● **TASK GOAL**
In the blog post below, rewrite everything from "As we head out" down to "run like hell.", renaming "pillar of salt" to "pillar of stone".

Monday, July 28, 2014

So here we are.... gliding along, not knowing others are really struggling...

That is a lie.  I know there are horrible battles going on every day, all day and every night. I know kids are dying and mom's are crying and people are getting horrible horrible bad, worse than you can imagine news.

As we head out of this current orbit around the Double Cord Blood Transplant  universe and head to the unknown galaxy of Post DCBT, I try to be a bit like Lot and not looking back at   Sodom and Gomorrah.  I don't want to know what is going on behind me but I know I am turning into a pillar of salt.  I have not found it possible to just walk away.  Or in my case, run like hell. 

It is so hard.  Sitting here tonight, working on my blog, trying to do some editing, figuring out what I need to do to publish and then I hear a ping.  A bell like sound that says I have a private message on Facebook.  I check and it says:  

I thought you would want to know my dear son passed away yesterday. 

I see those words and it is like a kick in the gut.  This is a kid that had 10 months of chemo and a major surgery and was clear and then, it was back just a few months ago and now it is over for him.  20 years old. I can just feel the balloon of hope and prayers collapsing around a devastated family and friends and his best friend that did a campaign for him to go to Europe.  (The hope was to take  both families but from what I can gather, it was just the two boys.   I am sure they had a great time. ) 

So I stop.  I reconnoiter, I check on my kid.  I gather the Momcologist around this devastated mom.  I relieve her of the responsibility of "telling" another human. I start to look for the obituary because I will go to the funeral/service.   I do a quick search and find the child's Facebook and Twitter account.  I heave a heavy sigh. I write a few words and do what I think helps and then I turn away and head back on our road to recovery.  

But I know it is like the Ray Bradbury story about the guy that steps off the designated trail when he goes back in time to hunt dinosaurs.  When he returns the world has changed.  I have stepped on another butterfly and the world will not be the same.  A bit of hope chips away.  

Every time one of these children die, they take a part of the universe with them.  How much they take depends on where they were in the child's life. The moms have a Grand Canyon, Winslow Crater, Pacific Ocean kind of hole in their lives.  The loss is never minor or insignificant.  It is gaping, hard to close and subject to multiple infections and complications. 

So we say goodbye to another child.  A family is decimated, the world looses amazing potential.   His last tweet:

If you do everything right, people won't know you did anything at all.

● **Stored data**

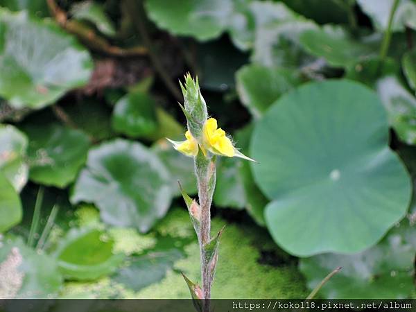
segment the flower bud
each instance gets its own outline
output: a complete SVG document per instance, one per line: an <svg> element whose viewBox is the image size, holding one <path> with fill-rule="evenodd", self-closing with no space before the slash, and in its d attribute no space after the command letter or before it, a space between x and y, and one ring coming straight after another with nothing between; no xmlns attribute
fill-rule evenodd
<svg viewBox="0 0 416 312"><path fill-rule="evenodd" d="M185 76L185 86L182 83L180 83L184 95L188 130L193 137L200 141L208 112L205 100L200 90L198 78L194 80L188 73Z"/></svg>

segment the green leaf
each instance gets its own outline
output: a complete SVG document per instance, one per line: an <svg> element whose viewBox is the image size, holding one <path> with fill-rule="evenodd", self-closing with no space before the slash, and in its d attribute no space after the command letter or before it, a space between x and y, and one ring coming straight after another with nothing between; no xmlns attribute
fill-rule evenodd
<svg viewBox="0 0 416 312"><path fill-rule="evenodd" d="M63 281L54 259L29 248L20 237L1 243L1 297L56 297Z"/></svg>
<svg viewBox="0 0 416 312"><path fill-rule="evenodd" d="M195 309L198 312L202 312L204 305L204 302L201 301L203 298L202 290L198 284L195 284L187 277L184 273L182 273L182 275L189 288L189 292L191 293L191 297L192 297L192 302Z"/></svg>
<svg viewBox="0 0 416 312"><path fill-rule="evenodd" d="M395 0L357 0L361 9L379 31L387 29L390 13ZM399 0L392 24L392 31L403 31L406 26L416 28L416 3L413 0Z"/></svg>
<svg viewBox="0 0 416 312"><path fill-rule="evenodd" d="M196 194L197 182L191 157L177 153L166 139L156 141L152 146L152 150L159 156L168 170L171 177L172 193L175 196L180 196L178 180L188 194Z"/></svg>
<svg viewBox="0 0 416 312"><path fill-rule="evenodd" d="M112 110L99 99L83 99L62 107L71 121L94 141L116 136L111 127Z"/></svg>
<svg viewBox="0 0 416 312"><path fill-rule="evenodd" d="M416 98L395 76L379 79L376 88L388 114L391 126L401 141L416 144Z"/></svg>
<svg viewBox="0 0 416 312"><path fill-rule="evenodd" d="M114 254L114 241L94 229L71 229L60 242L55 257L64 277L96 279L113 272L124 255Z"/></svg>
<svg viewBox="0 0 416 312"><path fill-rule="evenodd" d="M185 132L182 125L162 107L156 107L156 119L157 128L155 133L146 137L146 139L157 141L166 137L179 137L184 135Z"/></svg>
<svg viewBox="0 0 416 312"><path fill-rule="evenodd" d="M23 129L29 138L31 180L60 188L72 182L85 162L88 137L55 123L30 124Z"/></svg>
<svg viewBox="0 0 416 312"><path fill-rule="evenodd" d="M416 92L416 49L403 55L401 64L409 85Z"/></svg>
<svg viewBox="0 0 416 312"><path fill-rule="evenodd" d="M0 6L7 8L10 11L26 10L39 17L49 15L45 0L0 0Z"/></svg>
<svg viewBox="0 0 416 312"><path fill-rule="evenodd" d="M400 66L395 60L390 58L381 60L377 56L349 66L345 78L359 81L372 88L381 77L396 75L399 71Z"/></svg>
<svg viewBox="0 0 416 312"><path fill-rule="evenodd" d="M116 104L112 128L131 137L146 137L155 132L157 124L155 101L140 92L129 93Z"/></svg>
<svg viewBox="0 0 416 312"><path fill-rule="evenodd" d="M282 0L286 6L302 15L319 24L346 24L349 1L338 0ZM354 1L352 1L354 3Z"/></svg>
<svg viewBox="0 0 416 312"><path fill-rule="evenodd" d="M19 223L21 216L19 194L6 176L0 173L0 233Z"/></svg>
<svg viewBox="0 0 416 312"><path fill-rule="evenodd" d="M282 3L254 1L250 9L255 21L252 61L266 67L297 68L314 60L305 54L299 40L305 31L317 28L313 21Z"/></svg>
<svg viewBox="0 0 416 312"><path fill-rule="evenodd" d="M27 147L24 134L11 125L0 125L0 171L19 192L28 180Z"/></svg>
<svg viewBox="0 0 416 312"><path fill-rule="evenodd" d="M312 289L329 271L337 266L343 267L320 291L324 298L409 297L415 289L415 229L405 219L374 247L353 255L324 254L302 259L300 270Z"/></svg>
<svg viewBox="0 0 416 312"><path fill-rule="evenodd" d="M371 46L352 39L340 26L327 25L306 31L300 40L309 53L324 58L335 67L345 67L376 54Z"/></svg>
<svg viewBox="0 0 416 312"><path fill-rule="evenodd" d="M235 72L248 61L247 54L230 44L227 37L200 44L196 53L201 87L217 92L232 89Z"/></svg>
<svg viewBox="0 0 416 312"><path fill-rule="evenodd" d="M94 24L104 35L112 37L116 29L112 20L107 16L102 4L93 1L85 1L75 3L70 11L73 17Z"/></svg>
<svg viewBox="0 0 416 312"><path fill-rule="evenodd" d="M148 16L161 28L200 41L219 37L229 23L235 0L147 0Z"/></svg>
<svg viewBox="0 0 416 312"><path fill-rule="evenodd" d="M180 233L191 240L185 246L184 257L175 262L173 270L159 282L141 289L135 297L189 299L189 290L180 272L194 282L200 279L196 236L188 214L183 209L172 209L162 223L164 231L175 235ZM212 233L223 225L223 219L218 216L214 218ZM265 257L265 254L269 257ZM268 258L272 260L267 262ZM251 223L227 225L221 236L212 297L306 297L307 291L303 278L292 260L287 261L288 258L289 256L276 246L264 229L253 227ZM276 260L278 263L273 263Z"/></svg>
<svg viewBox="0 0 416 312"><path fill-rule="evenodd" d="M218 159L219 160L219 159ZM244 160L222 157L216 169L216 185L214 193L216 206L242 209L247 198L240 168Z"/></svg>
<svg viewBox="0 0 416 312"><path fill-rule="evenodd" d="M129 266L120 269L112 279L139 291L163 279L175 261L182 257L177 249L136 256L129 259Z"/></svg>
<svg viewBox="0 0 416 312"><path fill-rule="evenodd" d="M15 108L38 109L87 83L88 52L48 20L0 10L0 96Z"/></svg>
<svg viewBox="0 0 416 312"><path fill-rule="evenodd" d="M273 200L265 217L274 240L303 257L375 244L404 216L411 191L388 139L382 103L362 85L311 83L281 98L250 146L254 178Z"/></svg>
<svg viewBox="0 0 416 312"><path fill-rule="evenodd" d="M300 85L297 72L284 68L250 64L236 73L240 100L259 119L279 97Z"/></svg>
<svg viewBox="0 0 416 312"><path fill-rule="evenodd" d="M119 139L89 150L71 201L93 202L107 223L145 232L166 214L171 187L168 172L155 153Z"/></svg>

● **ANSWER SPACE**
As we head out of this current orbit around the Double Cord Blood Transplant  universe and head to the unknown galaxy of Post DCBT, I try to be a bit like Lot and not looking back at   Sodom and Gomorrah.  I don't want to know what is going on behind me but I know I am turning into a pillar of stone.  I have not found it possible to just walk away.  Or in my case, run like hell.